(Data records)

* begin *

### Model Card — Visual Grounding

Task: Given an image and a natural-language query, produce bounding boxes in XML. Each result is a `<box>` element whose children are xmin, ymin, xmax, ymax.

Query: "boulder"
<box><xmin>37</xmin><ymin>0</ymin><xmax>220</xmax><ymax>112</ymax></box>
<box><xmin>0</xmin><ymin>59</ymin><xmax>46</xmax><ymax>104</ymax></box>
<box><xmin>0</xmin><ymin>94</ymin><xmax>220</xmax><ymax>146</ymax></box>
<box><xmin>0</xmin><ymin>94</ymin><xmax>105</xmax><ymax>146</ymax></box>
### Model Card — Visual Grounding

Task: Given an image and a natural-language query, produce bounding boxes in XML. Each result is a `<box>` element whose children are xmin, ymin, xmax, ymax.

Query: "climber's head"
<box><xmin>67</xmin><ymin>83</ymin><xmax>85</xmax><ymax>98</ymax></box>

* end *

Copy both items above word for word, keeping every line.

Answer below >>
### Model Card — Visual Grounding

Task: Given an image and a natural-language query, produce bounding boxes in XML. Each result is a `<box>` element whose children are xmin, ymin, xmax, ymax.

Query: "boulder"
<box><xmin>37</xmin><ymin>0</ymin><xmax>220</xmax><ymax>112</ymax></box>
<box><xmin>0</xmin><ymin>59</ymin><xmax>46</xmax><ymax>104</ymax></box>
<box><xmin>0</xmin><ymin>94</ymin><xmax>220</xmax><ymax>146</ymax></box>
<box><xmin>0</xmin><ymin>94</ymin><xmax>105</xmax><ymax>146</ymax></box>
### Model Card — Visual Grounding

Task: Given an image and a natural-language query, produce bounding boxes in XML. Each result is a `<box>` element whose children are xmin, ymin, xmax, ymax.

Query: "climber's head"
<box><xmin>67</xmin><ymin>83</ymin><xmax>85</xmax><ymax>98</ymax></box>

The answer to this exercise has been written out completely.